Render these lines as a Markdown table with two columns, n for the row number and Line for the line itself, leaving out blank lines. Cover every line.

### INPUT FOR THIS TASK

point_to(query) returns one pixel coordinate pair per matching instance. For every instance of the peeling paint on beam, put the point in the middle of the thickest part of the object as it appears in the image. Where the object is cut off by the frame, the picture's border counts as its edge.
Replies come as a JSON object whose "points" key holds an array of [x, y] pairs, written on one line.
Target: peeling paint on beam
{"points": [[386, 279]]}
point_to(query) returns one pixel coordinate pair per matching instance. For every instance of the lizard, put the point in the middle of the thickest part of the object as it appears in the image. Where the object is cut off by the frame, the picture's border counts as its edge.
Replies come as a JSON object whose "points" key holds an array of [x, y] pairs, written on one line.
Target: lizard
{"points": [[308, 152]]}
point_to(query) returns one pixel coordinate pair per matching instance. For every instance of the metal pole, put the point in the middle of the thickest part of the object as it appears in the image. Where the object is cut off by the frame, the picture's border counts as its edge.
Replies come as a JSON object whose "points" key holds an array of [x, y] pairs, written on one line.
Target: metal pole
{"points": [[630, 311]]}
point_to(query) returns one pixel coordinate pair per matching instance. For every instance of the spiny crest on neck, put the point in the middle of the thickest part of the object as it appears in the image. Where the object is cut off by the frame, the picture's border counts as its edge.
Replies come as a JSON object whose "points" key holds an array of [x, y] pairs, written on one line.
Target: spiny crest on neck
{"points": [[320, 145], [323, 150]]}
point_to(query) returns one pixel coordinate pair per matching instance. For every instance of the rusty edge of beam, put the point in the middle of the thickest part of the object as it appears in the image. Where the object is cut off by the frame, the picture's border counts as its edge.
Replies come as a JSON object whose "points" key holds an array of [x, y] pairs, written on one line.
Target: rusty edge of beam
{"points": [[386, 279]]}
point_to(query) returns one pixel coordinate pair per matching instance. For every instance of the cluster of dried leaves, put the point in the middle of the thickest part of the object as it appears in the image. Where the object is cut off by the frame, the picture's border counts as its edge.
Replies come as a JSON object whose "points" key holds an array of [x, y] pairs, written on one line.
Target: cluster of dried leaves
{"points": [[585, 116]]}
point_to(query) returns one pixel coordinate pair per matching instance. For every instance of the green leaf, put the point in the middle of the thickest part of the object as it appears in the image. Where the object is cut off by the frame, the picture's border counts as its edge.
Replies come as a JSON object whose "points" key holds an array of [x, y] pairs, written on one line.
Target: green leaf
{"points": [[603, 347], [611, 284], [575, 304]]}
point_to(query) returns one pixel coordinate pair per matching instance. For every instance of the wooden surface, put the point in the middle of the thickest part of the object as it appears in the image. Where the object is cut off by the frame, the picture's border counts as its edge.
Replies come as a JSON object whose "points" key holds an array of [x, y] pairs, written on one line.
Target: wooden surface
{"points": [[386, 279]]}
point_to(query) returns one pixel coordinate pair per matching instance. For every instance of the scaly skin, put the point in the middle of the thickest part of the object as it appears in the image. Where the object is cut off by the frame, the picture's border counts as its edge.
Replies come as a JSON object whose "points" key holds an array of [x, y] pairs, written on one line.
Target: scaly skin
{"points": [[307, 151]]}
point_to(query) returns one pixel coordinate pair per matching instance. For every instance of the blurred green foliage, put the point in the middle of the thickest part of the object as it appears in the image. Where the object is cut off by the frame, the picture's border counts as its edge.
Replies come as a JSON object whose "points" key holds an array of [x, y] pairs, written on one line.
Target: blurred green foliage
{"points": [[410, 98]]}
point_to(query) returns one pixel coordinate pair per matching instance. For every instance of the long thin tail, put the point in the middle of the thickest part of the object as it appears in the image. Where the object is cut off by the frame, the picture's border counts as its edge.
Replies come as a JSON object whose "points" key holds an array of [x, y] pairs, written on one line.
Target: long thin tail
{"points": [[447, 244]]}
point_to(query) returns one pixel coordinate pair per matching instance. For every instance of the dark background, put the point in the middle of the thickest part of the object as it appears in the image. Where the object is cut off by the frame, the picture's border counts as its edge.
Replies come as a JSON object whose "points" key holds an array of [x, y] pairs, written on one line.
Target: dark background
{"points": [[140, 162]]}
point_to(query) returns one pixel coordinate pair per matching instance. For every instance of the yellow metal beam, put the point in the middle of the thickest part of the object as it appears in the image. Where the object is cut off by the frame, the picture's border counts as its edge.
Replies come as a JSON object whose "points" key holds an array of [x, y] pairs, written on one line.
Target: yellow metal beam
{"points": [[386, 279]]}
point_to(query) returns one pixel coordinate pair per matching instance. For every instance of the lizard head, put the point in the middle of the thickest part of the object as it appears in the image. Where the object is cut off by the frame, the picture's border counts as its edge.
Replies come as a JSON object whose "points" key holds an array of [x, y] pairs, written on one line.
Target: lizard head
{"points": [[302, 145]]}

######

__FULL ANSWER__.
| n | Line |
|---|---|
| 1 | point_to(query) returns one pixel coordinate pair per matching instance. For every instance of the peeling paint on beam, put the point in the middle of the thickest part of the object as it appears in the image. Where the object is cut off by the frame, the picture's border counts as its edge. |
| 2 | Replies come as a JSON object whose "points" key holds an array of [x, y] pairs, written on one line. |
| 3 | Target: peeling paint on beam |
| 4 | {"points": [[386, 279]]} |
| 5 | point_to(query) returns one pixel coordinate pair per matching instance. For every instance of the lizard, put the point in the middle of the thickest part of the object as it appears in the image. Where the object is cut off by the frame, the picture's border counts as its edge. |
| 6 | Replies come as a JSON object whose "points" key holds an array of [x, y] pairs, written on one line. |
| 7 | Target: lizard |
| 8 | {"points": [[308, 152]]} |
| 9 | point_to(query) returns one pixel coordinate pair per matching instance. For every instance of the metal pole, put the point in the middle of the thickest part of the object as it appears in the image. Where the object is cut off by the frame, the picture's border counts as its edge. |
| 10 | Replies come as a JSON object whose "points" key holds an array of [x, y] pairs, written on one line. |
| 11 | Target: metal pole |
| 12 | {"points": [[630, 311]]} |
| 13 | point_to(query) returns one pixel coordinate pair per matching instance. For every instance of the spiny crest on neck, put the point in the middle of the thickest part of the object as it appears in the image. Where the object is cut off by the frame, the picture's border counts as its edge. |
| 14 | Replies come as a JSON object whose "points" key holds an array of [x, y] pairs, written on one line. |
| 15 | Target: spiny crest on neck |
| 16 | {"points": [[320, 145], [323, 150]]} |
| 17 | point_to(query) returns one pixel coordinate pair per matching instance. For every instance of the rusty edge of beam, put the point in the middle of the thickest part of the object as it appears in the image. Where the object is cut off by the frame, the picture's border counts as its edge. |
| 18 | Replies come as a JSON object whose "points" key holds an array of [x, y] pairs, written on one line. |
| 19 | Target: rusty edge of beam |
| 20 | {"points": [[386, 279]]} |
| 21 | point_to(query) returns one pixel coordinate pair per matching instance. For every instance of the cluster of dried leaves, put the point in the middle of the thickest part of the object as it appears in the image. Where the object is cut off by the frame, the picture's border counts as its edge. |
| 22 | Replies come as a JSON object whose "points" key holds an array of [x, y] pairs, written on one line. |
| 23 | Target: cluster of dried leaves |
| 24 | {"points": [[585, 116]]} |
| 25 | point_to(query) returns one pixel coordinate pair per matching instance. For every instance of the green leaf, put the point in the middle of the thickest part of the object as it appears in the image. Where the object is cut off by the frame, the picture's border counts as its edge. |
| 26 | Replies come as a JSON object whose "points" key holds an array of [x, y] pairs, written on one line. |
| 27 | Target: green leaf |
| 28 | {"points": [[603, 347], [611, 284], [575, 304]]} |
| 29 | point_to(query) returns one pixel coordinate pair per matching instance. For every instance of the wooden surface, put the point in the middle of the thickest part of the object as it appears in the image. Where the object is cut off by the frame, the picture's border counts as its edge. |
| 30 | Replies come as a JSON object whose "points" key holds an array of [x, y] pairs, written on one line. |
| 31 | Target: wooden surface |
| 32 | {"points": [[386, 279]]} |
| 33 | point_to(query) returns one pixel coordinate pair per matching instance. For every instance of the scaly skin, put the point in the middle of the thickest part of the object as it appears in the image. Where the object is cut off by the frame, the picture's border counts as its edge. |
| 34 | Replies come as a JSON object whose "points" key holds an array of [x, y] pairs, written on one line. |
| 35 | Target: scaly skin |
| 36 | {"points": [[307, 151]]} |
| 37 | point_to(query) returns one pixel coordinate pair per matching instance. For every instance of the blurred green foliage, put the point in the middle of the thickest part of the object as it appears in the image. Where the object is cut off by the frame, the picture's border counts as its edge. |
| 38 | Replies come as a JSON object whose "points" key holds an array of [x, y] pairs, written on one line. |
| 39 | Target: blurred green foliage |
| 40 | {"points": [[410, 98]]} |
| 41 | point_to(query) returns one pixel coordinate pair per matching instance. For every instance of the long thin tail, put the point in the middle of the thickest part of the object as it appears in the image. Where the object is cut off by the frame, the picture's border counts as its edge. |
| 42 | Replies come as a JSON object whose "points" key holds an array of [x, y] pairs, written on one line. |
| 43 | Target: long thin tail |
| 44 | {"points": [[447, 244]]} |
| 45 | point_to(query) returns one pixel coordinate pair per matching instance. For every instance of the dark background, put the point in the middle of the thickest part of the object as it appears in the image. Where the object is cut off by the frame, the picture's border counts as its edge. |
| 46 | Replies come as a JSON object whose "points" key holds an array of [x, y] pairs, written on one line. |
| 47 | Target: dark background |
| 48 | {"points": [[140, 162]]} |
| 49 | point_to(query) returns one pixel coordinate pair per matching instance. For every instance of the yellow metal beam, put the point in the middle of the thickest part of the object as it appears in the image. Where the object is cut off by the frame, the picture's border counts as its edge. |
| 50 | Replies come as a JSON object whose "points" key holds an array of [x, y] pairs, written on one line. |
| 51 | Target: yellow metal beam |
| 52 | {"points": [[386, 279]]} |
| 53 | point_to(query) returns one pixel coordinate pair per matching instance. For every instance of the lizard head, put the point in the middle of the thickest part of the object as it appears in the image. Where the object is cut off by the frame, the picture's border counts as its edge. |
| 54 | Replies come as a JSON object whose "points" key holds an array of [x, y] pairs, written on one line. |
| 55 | Target: lizard head |
| 56 | {"points": [[302, 145]]} |